Please write out the complete listing that follows, exactly as it reads.
◇ ◇ ◇
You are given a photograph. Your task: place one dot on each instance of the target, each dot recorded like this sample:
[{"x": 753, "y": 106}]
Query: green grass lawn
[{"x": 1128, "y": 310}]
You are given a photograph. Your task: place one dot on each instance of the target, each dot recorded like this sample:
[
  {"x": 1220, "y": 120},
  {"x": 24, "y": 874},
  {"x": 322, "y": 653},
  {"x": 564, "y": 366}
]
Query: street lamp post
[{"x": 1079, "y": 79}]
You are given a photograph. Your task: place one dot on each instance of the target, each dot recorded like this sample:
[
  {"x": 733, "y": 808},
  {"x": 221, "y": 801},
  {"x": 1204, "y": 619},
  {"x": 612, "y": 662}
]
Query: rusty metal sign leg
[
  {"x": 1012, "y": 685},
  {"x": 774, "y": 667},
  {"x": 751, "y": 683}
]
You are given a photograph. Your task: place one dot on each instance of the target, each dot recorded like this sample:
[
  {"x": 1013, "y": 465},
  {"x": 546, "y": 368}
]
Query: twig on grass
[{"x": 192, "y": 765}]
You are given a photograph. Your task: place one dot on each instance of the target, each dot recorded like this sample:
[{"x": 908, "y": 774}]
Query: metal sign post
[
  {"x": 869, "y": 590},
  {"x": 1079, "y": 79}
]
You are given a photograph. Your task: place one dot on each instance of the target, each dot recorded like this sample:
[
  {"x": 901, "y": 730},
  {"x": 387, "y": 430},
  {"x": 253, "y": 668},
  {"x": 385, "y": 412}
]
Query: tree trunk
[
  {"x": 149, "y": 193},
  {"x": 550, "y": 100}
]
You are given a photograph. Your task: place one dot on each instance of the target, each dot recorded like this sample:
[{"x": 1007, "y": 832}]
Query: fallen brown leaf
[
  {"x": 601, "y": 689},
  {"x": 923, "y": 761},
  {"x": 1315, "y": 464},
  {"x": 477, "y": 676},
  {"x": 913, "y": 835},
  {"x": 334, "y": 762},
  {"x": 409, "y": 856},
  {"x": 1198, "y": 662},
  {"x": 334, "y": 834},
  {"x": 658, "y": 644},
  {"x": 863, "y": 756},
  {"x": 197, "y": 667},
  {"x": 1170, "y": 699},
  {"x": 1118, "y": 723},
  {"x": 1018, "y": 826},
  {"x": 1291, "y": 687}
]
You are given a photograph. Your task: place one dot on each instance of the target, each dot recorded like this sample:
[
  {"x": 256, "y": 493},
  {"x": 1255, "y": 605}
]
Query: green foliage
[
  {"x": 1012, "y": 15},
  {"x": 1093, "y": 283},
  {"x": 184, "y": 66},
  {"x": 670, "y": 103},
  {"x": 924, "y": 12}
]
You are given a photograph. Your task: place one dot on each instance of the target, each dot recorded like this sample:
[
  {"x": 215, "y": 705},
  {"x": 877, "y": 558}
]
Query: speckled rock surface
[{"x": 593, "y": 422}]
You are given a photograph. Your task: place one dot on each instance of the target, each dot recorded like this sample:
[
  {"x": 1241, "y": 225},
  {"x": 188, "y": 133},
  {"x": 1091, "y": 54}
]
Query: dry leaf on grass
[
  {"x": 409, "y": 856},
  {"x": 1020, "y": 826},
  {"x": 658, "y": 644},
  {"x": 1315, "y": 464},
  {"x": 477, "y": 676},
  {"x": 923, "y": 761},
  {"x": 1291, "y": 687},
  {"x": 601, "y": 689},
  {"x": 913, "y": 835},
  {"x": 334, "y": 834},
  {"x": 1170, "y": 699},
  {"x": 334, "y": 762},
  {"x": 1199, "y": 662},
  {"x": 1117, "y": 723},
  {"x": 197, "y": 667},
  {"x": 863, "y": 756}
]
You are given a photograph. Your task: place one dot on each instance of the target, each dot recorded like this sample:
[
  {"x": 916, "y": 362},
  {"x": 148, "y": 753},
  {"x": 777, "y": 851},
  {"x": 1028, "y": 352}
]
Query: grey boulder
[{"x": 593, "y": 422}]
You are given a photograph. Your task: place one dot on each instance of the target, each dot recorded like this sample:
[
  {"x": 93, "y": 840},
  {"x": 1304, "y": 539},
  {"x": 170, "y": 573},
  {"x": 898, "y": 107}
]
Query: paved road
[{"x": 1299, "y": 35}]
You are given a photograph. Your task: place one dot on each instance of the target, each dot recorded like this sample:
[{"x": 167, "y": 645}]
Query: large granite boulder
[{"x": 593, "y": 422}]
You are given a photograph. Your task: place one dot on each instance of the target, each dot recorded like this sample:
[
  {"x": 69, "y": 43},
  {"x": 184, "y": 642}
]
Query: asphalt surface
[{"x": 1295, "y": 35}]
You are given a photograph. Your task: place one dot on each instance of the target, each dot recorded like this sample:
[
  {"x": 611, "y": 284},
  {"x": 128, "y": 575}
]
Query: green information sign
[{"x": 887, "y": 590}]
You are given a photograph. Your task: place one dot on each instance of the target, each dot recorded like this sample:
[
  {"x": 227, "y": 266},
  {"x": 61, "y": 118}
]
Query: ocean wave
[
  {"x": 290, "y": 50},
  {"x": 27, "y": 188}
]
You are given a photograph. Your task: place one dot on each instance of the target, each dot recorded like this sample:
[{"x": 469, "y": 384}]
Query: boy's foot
◇ ◇ ◇
## WRITTEN SOLUTION
You are given a photograph. Your task: place one dot on each instance of the target, each dot recorded like this sample:
[{"x": 753, "y": 106}]
Query: green grass lawn
[{"x": 1128, "y": 310}]
You are given a photograph. Your task: place one dot on each instance of the target, each dot recorded like this sample:
[
  {"x": 1220, "y": 120},
  {"x": 24, "y": 874},
  {"x": 322, "y": 653},
  {"x": 564, "y": 366}
]
Query: street lamp post
[{"x": 1079, "y": 79}]
You are given a photograph. Your task: place one dot on each instance of the target, each dot recorded like this sample:
[
  {"x": 733, "y": 808},
  {"x": 221, "y": 801},
  {"x": 1204, "y": 619},
  {"x": 612, "y": 662}
]
Query: rusty metal sign leg
[
  {"x": 1012, "y": 685},
  {"x": 774, "y": 667},
  {"x": 751, "y": 683}
]
You are given a photograph. Your task: place one dot on each instance of the target, each dot recorded like this sample:
[
  {"x": 1013, "y": 465},
  {"x": 546, "y": 368}
]
Query: twig on grass
[{"x": 192, "y": 765}]
You are given a photograph. Your task: place one dot on each instance of the target, each dot recorded like this sample:
[{"x": 908, "y": 774}]
Query: metal sign post
[
  {"x": 869, "y": 590},
  {"x": 1079, "y": 79}
]
You are given a photograph. Your task: place one dot on each instance of the target, each dot recorded like this sample:
[
  {"x": 901, "y": 730},
  {"x": 387, "y": 430},
  {"x": 253, "y": 668},
  {"x": 385, "y": 412}
]
Query: tree trunk
[
  {"x": 149, "y": 193},
  {"x": 550, "y": 100}
]
You are given a photograph. Your task: place one dot on each instance of the target, each dot recorded like this sample:
[{"x": 1007, "y": 832}]
Query: fallen brown leaf
[
  {"x": 601, "y": 689},
  {"x": 923, "y": 761},
  {"x": 1315, "y": 464},
  {"x": 477, "y": 676},
  {"x": 913, "y": 835},
  {"x": 334, "y": 762},
  {"x": 409, "y": 856},
  {"x": 1198, "y": 662},
  {"x": 334, "y": 834},
  {"x": 658, "y": 644},
  {"x": 863, "y": 756},
  {"x": 197, "y": 667},
  {"x": 1170, "y": 699},
  {"x": 1118, "y": 723},
  {"x": 1018, "y": 826},
  {"x": 1291, "y": 687}
]
You are given a photograph. Your task: place one dot on each instance of the target, each dot recorded like this sample:
[
  {"x": 256, "y": 493},
  {"x": 1255, "y": 605}
]
Query: green foliage
[
  {"x": 1012, "y": 15},
  {"x": 1093, "y": 283},
  {"x": 184, "y": 66},
  {"x": 670, "y": 103},
  {"x": 924, "y": 12}
]
You are given a photograph. Your task: place one dot on each instance of the target, each dot recorded like this sample:
[
  {"x": 215, "y": 705},
  {"x": 877, "y": 558}
]
Query: speckled rock surface
[{"x": 593, "y": 422}]
You are given a photograph. Your task: place one dot on each instance of the target, each dot recorded like this sample:
[
  {"x": 1241, "y": 225},
  {"x": 188, "y": 133},
  {"x": 1091, "y": 54}
]
Query: dry leaf on grass
[
  {"x": 409, "y": 856},
  {"x": 1020, "y": 826},
  {"x": 658, "y": 644},
  {"x": 1315, "y": 464},
  {"x": 477, "y": 676},
  {"x": 923, "y": 761},
  {"x": 1291, "y": 687},
  {"x": 601, "y": 689},
  {"x": 913, "y": 835},
  {"x": 334, "y": 834},
  {"x": 1170, "y": 699},
  {"x": 334, "y": 762},
  {"x": 1199, "y": 662},
  {"x": 1117, "y": 723},
  {"x": 197, "y": 667},
  {"x": 863, "y": 756}
]
You are given a photograph. Your task: place one dot on each instance of the target, each dot recorded like this sample:
[
  {"x": 916, "y": 362},
  {"x": 148, "y": 753},
  {"x": 777, "y": 851},
  {"x": 1028, "y": 352}
]
Query: grey boulder
[{"x": 593, "y": 422}]
You are given a photograph. Your task: place one dot on each instance of the target, each dot recorded like this sample:
[
  {"x": 93, "y": 840},
  {"x": 1304, "y": 539},
  {"x": 170, "y": 573},
  {"x": 898, "y": 107}
]
Query: paved road
[{"x": 1299, "y": 35}]
You are given a photograph. Your task: place one dot on each instance of the target, each dot recorded like this sample:
[{"x": 167, "y": 645}]
Query: large granite boulder
[{"x": 593, "y": 422}]
You are given a photograph. Your task: place one dot on each instance of the target, each dot recorded like this sample:
[
  {"x": 69, "y": 43},
  {"x": 184, "y": 642}
]
Query: asphalt surface
[{"x": 1295, "y": 35}]
You are given a photograph. Your task: place one dot on each instance of the target, each dot recorded like this sample:
[
  {"x": 611, "y": 284},
  {"x": 128, "y": 575}
]
Query: green information sign
[{"x": 887, "y": 590}]
You are given a photograph. Your task: place one dot on each instance of the target, each dot recorded like this sample:
[
  {"x": 227, "y": 266},
  {"x": 61, "y": 118}
]
Query: ocean wave
[
  {"x": 290, "y": 50},
  {"x": 27, "y": 188}
]
You are given a photograph. Your task: place one dot on each instance of the target, each dot recorded like this sample:
[{"x": 469, "y": 384}]
Query: boy's foot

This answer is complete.